*REQUIREMENT*.
Copy word for word, please, the lines of the entries below running from the one containing "Mark a point on each instance of the slate" to the one containing "Mark a point on each instance of the rusty", both ends included.

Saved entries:
-- Opening Marker --

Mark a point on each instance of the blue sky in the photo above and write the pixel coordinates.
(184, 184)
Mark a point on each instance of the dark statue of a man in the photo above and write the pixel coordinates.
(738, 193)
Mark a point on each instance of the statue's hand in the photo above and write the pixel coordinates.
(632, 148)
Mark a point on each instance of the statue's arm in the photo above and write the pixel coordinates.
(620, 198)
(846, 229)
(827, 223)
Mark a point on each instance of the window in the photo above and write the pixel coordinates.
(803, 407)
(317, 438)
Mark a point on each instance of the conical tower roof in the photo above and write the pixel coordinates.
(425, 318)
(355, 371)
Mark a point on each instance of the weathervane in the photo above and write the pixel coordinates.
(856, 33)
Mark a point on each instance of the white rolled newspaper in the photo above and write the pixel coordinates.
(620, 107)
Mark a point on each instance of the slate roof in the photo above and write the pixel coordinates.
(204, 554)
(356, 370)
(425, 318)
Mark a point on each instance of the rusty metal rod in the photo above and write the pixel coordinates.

-- Closing Marker --
-- Opening Marker --

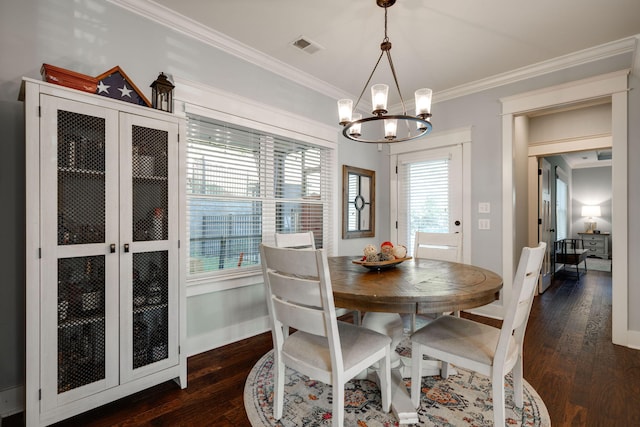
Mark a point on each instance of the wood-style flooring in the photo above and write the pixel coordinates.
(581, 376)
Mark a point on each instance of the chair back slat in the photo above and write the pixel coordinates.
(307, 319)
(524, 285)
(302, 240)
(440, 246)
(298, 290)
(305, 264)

-- Closing Marker --
-- Opening Marker --

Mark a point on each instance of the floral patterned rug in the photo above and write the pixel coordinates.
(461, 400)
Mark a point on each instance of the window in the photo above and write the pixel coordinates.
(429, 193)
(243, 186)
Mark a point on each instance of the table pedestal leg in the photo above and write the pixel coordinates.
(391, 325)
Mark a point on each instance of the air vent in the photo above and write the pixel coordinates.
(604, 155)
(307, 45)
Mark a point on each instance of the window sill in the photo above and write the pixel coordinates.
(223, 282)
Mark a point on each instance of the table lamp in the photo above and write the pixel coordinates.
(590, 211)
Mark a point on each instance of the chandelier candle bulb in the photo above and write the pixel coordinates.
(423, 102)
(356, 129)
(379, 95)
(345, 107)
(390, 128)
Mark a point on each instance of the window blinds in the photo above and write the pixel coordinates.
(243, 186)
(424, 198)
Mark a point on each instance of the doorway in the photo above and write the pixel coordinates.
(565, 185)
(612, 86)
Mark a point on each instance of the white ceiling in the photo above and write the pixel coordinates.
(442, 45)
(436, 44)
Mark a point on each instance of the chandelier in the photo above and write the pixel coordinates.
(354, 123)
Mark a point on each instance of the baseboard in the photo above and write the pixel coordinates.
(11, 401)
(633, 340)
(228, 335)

-- Closing Marker --

*RESPONSE AREA*.
Mark a point on each instance of the slate roof in the photo above and write the pixel coordinates.
(204, 554)
(356, 370)
(425, 318)
Mark a point on each instance of the rusty metal rod in the photo above and write the pixel coordinates.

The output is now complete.